Volunteerism a Win-Win in a Downturn

I attended the Volunteer Fairfax Service Awards last week, and it was clear there are many amazing people still out there volunteering their time, and worthy of significant recognition.  But trends show that volunteerism is down across the country.  Perhaps as we all work harder to try to sustain our jobs and support our families, we feel we have no room left for volunteerism.  

With a lot of organizations and individuals needing more support than ever right now, consider thinking of volunteerism as an opportunity.  Here are a few ways to do just that: 

Free Training - if you're an employer and cutting costs across your company, employee volunteerism can serve as an excellent supplement or substitute for expensive training sessions.  A good fitting volunteerism placement for your staff can give them new skills or help them refine their existing ones by exercising them in a different environment.  You can even work it into your training programs or performance metrics to encourage it more.  If you yourself are looking to grow your skills, volunteerism is a great place to do that, from food banks to nonprofit boards, each offers an opportunity to bring your skills to bear and to acquire new ones.

Great Free PR - Not only is volunteerism a great chance to build skills for your workforce, it can also be fantastic public relations for your organization.  Many consumers and clients hope to do work with organizations with value systems that connect with their own, and in a down economy, volunteerism is a great story.  You may inspire other companies or individuals to follow your lead, as well.
Job Hunting - if you're one of the many individuals that has lost your job in this tough economy, consider adding volunteerism to your repetoire while you search for you next opportunity.  Pair your volunteer efforts with your passions, and you'll find opportunities to demonstrate your skills to the organization, as well as to other volunteers and sponsors. Nonprofit organizations are often looking for people with business skills to support them, and could be a place where you can shine, network and land leads for your next job!  Volunteerism is also a great way to fill a gap in your resume with meaningful contributions.

Think about how you can integrate volunteerism into your plans or your business!

Boost Morale To Do More With Less

In this crazy economy, the need to downsize, streamline and find efficiencies left and right is leaving companies tired and remaining employees worried.  This has quite an effect on productivity and creativity. Whether your organization has undergone layoffs or not, tension and concerns about the economy and how it will personally affect your employees is front and center in their minds.  This distraction is keeping your business from being productive at a point where you need your staff to do more, not less. So, how to overcome it?  Here are a few concepts that may boost morale and work for your organization:

1.  Look to add free benefits - find ways to add flexibility for your employees, in their work schedule, in how they can dress, in what they can bring to the office.  Creating a flexible work environment reassures that your actions to streamline the business aren't tied to not caring about your staff.

Outline annotation records
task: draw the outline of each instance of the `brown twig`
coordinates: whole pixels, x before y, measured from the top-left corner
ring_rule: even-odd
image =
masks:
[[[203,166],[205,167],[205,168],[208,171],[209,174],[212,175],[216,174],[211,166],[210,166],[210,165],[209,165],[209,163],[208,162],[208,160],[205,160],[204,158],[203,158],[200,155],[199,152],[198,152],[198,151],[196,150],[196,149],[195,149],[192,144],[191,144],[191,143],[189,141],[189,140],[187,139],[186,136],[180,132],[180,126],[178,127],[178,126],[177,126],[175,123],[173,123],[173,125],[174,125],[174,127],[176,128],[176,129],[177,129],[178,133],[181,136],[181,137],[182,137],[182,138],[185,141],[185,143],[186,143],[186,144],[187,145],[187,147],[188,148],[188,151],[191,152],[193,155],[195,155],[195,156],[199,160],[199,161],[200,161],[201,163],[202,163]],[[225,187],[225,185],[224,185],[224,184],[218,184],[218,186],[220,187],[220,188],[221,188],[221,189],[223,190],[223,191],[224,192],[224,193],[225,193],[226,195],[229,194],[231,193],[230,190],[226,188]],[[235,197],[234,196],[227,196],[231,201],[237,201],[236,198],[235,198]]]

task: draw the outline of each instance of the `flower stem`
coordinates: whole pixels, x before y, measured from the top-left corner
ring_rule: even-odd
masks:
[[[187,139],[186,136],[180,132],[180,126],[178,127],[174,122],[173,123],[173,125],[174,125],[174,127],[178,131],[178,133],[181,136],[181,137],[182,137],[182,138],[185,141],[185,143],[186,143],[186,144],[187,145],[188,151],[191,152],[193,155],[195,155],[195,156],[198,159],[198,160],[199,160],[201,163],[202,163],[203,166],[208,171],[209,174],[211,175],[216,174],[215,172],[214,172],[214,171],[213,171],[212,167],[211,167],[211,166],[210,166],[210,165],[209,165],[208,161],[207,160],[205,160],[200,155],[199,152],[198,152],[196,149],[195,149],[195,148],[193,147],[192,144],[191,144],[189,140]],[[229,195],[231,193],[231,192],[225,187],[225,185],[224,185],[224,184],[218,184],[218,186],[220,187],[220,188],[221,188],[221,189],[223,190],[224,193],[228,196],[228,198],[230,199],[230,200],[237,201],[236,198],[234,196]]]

▶ Given problem
Answer these questions about the passage on volunteerism and morale.
(a) What event does the writer say they attended last week?
(b) What kind of people does the passage say nonprofit organizations are often looking for?
(c) Under "Look to add free benefits," in which three areas does the passage suggest giving employees flexibility?

▶ Full output
(a) The Volunteer Fairfax Service Awards.
(b) People with business skills to support them.
(c) Their work schedule, how they can dress, and what they can bring to the office.